Render as a JSON list of strings, one string per line and with blank lines omitted, the part of the lines below that opens with the line containing "line, e.g. [338,305]" and closes with the line containing "(1096, 228)", both included, leaving the pictures out of the answer.

** start of Materials provided **

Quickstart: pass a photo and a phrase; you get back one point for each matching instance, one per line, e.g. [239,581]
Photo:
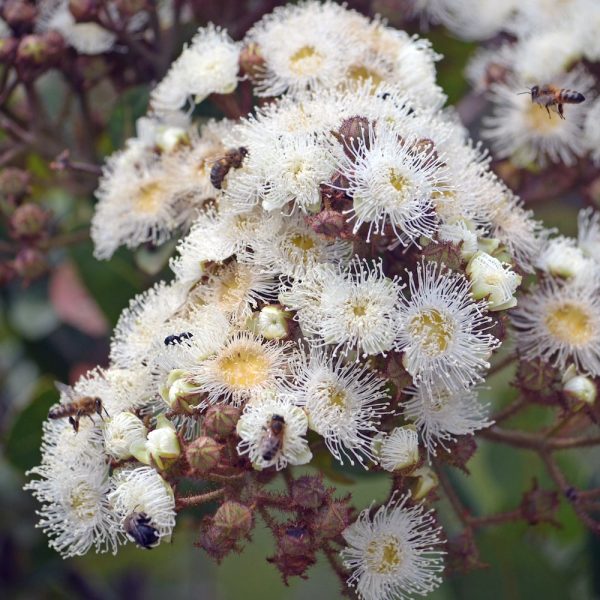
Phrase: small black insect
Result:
[138,529]
[171,340]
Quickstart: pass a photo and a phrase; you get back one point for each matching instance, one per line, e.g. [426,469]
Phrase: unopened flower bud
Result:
[294,540]
[203,454]
[271,322]
[221,421]
[351,132]
[233,519]
[581,389]
[178,392]
[252,61]
[493,280]
[400,449]
[28,222]
[162,443]
[488,245]
[213,541]
[332,519]
[30,263]
[308,492]
[8,49]
[425,481]
[562,258]
[83,10]
[121,432]
[19,14]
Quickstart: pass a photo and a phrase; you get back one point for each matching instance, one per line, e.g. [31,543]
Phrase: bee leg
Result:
[75,423]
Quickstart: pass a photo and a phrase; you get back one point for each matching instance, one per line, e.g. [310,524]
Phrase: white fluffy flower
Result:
[136,329]
[292,248]
[493,281]
[143,490]
[560,322]
[121,432]
[208,65]
[399,449]
[441,414]
[353,309]
[442,329]
[86,38]
[254,429]
[244,367]
[592,131]
[344,402]
[76,512]
[392,181]
[304,47]
[392,555]
[520,129]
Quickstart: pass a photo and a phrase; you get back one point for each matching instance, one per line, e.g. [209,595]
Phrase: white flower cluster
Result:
[546,44]
[319,227]
[559,320]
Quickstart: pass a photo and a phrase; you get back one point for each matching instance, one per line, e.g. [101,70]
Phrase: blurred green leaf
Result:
[23,441]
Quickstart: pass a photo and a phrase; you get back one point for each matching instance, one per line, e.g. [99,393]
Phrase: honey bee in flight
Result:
[273,439]
[551,97]
[139,530]
[83,406]
[232,160]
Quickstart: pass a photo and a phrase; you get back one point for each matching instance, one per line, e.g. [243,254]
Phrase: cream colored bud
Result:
[425,481]
[581,388]
[121,432]
[272,323]
[563,259]
[400,449]
[169,139]
[162,442]
[493,280]
[177,390]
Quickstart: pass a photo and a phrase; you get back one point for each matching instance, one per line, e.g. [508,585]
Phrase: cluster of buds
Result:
[27,224]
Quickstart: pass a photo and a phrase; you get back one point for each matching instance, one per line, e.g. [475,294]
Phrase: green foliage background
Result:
[36,348]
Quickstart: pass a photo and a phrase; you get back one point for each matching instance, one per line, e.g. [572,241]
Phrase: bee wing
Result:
[63,389]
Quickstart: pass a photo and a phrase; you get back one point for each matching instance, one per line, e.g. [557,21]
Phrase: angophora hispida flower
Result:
[321,305]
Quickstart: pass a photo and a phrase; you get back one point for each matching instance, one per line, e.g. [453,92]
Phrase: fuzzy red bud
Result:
[203,454]
[234,520]
[308,492]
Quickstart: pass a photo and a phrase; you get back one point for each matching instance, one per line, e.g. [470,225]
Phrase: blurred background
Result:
[57,316]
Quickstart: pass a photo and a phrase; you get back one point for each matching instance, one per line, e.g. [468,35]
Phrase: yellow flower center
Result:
[305,61]
[570,324]
[244,365]
[384,555]
[399,182]
[538,119]
[433,330]
[149,197]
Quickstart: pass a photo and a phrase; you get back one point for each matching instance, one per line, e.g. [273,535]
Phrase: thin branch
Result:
[186,501]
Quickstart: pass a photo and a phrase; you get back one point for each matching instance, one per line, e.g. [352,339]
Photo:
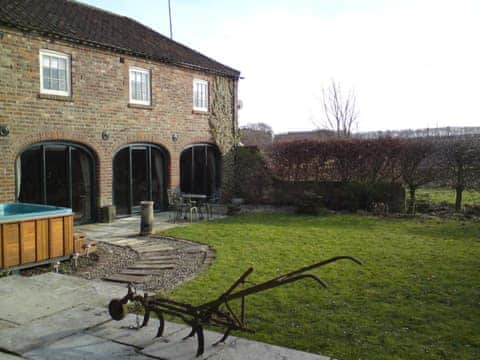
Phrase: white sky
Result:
[413,64]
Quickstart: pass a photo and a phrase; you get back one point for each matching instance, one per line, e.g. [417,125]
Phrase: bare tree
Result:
[459,160]
[416,166]
[339,110]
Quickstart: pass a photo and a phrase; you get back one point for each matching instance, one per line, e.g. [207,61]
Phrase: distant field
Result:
[437,195]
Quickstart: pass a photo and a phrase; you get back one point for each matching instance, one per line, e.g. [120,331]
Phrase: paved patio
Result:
[122,230]
[125,231]
[53,316]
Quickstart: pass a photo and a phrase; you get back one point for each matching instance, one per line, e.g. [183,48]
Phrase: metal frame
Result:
[131,208]
[216,313]
[43,180]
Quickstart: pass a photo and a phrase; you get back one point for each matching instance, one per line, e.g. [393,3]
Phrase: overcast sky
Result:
[412,63]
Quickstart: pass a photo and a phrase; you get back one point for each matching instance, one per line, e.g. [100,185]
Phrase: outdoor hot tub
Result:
[31,234]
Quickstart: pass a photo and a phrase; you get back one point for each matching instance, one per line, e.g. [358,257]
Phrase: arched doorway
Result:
[139,173]
[58,173]
[200,170]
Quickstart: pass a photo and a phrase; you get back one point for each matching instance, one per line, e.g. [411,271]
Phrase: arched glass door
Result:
[139,173]
[200,170]
[58,173]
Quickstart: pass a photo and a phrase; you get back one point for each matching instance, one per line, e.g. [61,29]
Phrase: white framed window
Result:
[54,73]
[200,95]
[139,86]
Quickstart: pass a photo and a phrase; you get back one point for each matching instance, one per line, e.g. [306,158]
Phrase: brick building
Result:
[97,109]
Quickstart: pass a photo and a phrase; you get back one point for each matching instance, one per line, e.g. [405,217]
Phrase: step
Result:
[155,262]
[152,266]
[153,248]
[148,256]
[129,242]
[141,272]
[123,278]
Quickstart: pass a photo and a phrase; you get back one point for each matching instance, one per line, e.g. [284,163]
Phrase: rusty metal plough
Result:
[218,312]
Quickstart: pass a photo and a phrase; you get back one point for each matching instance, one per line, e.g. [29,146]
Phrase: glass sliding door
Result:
[56,173]
[200,170]
[139,174]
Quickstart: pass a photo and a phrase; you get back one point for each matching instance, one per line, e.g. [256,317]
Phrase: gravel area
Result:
[190,259]
[107,260]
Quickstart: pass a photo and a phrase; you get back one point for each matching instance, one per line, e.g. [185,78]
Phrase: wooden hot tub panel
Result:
[35,240]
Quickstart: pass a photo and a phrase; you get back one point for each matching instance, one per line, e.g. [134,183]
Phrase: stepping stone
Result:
[155,262]
[126,278]
[146,249]
[140,272]
[148,256]
[155,266]
[128,242]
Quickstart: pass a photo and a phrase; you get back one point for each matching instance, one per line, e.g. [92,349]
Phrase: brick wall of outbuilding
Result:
[100,102]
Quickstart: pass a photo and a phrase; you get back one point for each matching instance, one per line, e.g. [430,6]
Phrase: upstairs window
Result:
[200,95]
[54,73]
[139,86]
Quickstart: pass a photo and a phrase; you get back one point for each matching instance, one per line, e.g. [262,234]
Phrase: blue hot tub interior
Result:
[16,211]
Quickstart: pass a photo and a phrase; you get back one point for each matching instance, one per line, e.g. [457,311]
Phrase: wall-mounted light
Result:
[105,135]
[4,130]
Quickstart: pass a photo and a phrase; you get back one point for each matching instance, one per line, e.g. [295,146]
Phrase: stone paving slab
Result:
[120,332]
[82,347]
[23,299]
[40,332]
[173,347]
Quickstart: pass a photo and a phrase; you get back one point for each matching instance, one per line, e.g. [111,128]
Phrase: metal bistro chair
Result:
[192,208]
[210,204]
[177,208]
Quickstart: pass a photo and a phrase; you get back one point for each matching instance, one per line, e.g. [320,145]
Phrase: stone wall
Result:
[99,102]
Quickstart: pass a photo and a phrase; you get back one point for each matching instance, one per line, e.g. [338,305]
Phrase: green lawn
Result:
[438,195]
[417,295]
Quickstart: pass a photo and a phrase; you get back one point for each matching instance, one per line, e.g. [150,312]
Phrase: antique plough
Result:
[218,312]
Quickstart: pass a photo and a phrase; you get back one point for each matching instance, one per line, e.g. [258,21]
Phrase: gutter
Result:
[117,49]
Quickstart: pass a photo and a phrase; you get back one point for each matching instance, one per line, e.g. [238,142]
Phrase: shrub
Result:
[253,178]
[309,204]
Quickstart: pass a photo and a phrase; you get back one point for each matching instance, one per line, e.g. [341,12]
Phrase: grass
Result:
[438,195]
[417,295]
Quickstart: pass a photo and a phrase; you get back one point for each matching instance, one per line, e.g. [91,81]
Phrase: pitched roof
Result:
[80,23]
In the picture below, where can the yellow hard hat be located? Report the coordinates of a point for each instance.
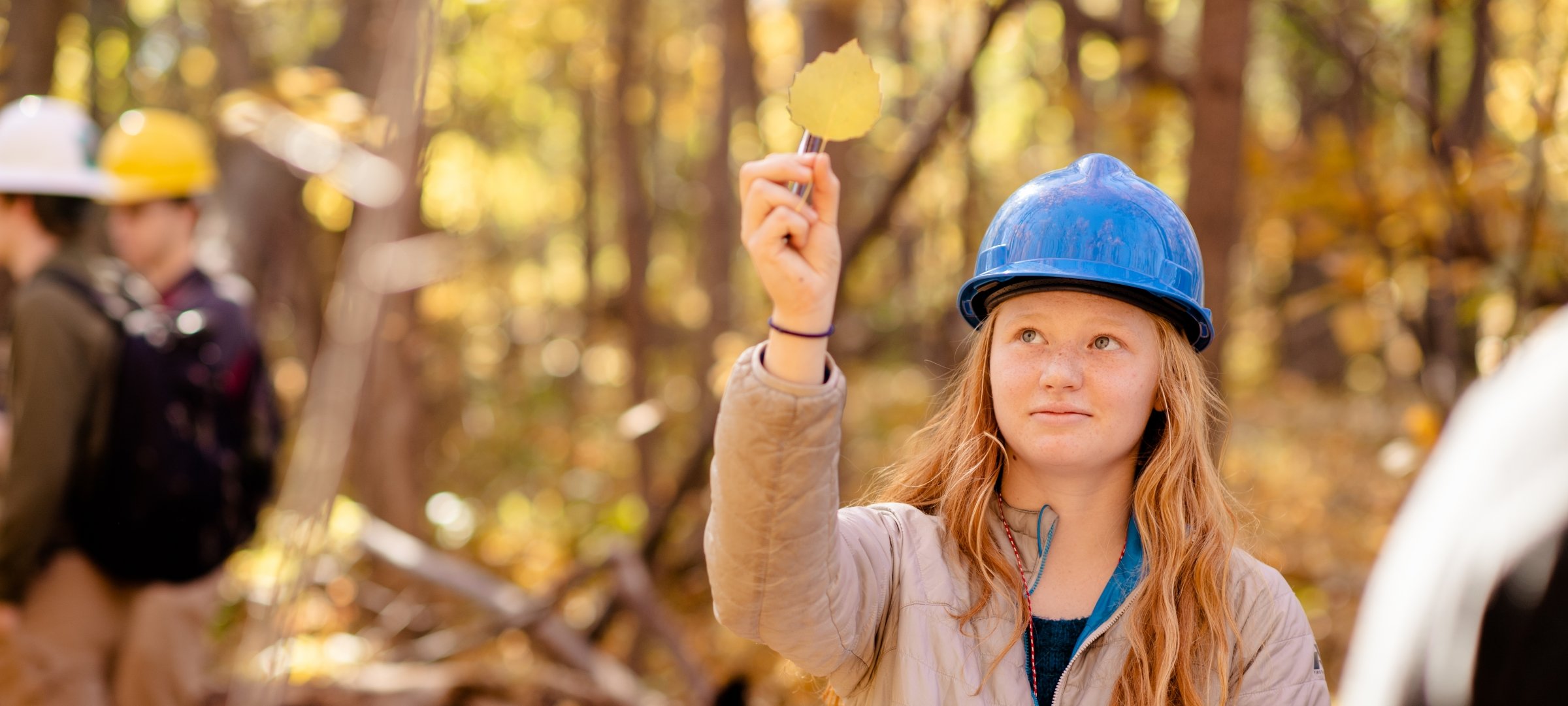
(157, 154)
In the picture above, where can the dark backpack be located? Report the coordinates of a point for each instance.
(193, 432)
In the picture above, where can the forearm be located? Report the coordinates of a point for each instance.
(783, 567)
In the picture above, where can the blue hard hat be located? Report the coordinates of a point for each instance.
(1096, 228)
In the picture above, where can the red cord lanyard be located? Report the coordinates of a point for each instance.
(1029, 595)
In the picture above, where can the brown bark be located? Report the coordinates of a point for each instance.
(30, 44)
(388, 468)
(636, 212)
(1216, 161)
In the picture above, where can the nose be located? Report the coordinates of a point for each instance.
(1062, 369)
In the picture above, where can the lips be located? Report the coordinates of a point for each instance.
(1060, 411)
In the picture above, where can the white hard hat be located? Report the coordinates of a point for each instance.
(48, 148)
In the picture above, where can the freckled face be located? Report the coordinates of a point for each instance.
(1073, 379)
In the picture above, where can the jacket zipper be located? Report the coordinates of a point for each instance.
(1092, 637)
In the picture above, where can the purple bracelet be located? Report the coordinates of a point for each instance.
(802, 334)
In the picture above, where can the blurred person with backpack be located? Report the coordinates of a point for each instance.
(178, 446)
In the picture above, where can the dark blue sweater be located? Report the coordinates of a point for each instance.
(1056, 641)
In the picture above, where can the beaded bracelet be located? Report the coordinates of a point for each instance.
(802, 334)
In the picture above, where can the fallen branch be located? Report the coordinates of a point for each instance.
(512, 605)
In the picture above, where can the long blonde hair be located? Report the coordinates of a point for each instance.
(1180, 622)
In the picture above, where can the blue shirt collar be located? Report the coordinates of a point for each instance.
(1120, 586)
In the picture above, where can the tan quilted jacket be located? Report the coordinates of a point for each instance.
(866, 595)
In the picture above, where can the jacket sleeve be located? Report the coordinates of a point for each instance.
(786, 566)
(52, 396)
(1280, 660)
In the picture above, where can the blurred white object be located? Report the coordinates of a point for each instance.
(48, 148)
(1495, 489)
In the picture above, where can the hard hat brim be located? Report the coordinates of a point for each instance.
(80, 184)
(1196, 321)
(129, 192)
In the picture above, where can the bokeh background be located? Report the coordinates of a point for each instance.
(495, 247)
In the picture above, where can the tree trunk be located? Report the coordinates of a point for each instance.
(30, 44)
(636, 214)
(1216, 162)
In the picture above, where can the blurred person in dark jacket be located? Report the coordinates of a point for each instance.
(63, 357)
(178, 437)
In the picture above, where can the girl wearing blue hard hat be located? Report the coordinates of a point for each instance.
(1059, 531)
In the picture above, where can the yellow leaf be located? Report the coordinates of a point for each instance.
(838, 96)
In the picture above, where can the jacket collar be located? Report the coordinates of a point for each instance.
(1028, 524)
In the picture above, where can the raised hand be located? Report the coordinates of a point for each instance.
(796, 253)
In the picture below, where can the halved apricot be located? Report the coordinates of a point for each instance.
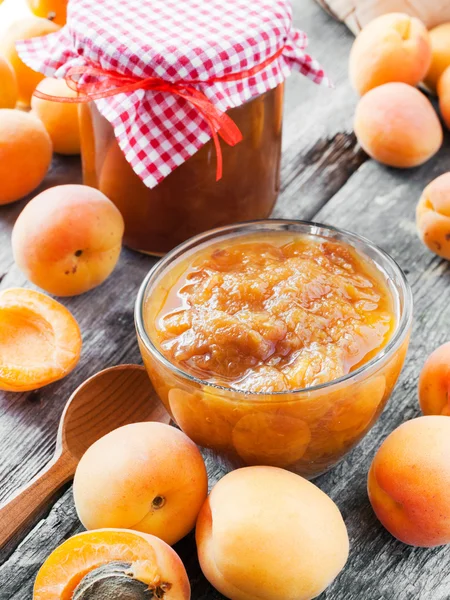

** end of Materials provided **

(Output for this task)
[
  "Quickstart: pass a photo and a phrase; you get back one point for each matching instance, one per line, e.g. [338,305]",
  "Phrase: green lawn",
  "Result:",
  "[438,195]",
  "[417,295]",
  "Quickstart: pass a photo and a phrase; you get back one point for each matching instance, one per line, e.g. [150,312]",
  "Phrase: antique plough",
  "Result:",
  "[218,312]",
  "Quickstart: pass a photo and a phrase; you get back one point for each matching instance, one per line, e.g. [258,21]",
  "Phrase: gutter",
  "Result:",
  "[117,49]",
  "Quickstart: pass a photo and a phrase; you get back one point for each matching instance, one per line, e.g. [238,142]",
  "Phrase: shrub",
  "Result:",
  "[253,178]",
  "[309,204]",
  "Quickstart: pass a photo and a phrase; you get back one point for each matching instance, one per line, e.g. [341,12]",
  "Phrase: grass",
  "Result:",
  "[438,195]",
  "[417,295]",
  "Quickstart: pass a photo and a phrase; you get back one point for each matching instance, one per line, e.g. [91,81]",
  "Phrase: pitched roof",
  "Result:",
  "[80,23]",
  "In the picture below, where can the yellow hard hat be located? Report the coordinates of a point for each instance.",
  "(157, 154)",
  "In the picture above, where can the dark backpack be located? Report the coordinates of a point for each instance.",
  "(193, 432)",
  "In the picture above, where can the forearm be located? Report the coordinates of a point for each instance.",
  "(783, 567)",
  "In the picture above, where can the blue hard hat be located? Report the coordinates of a point for each instance.",
  "(1096, 228)"
]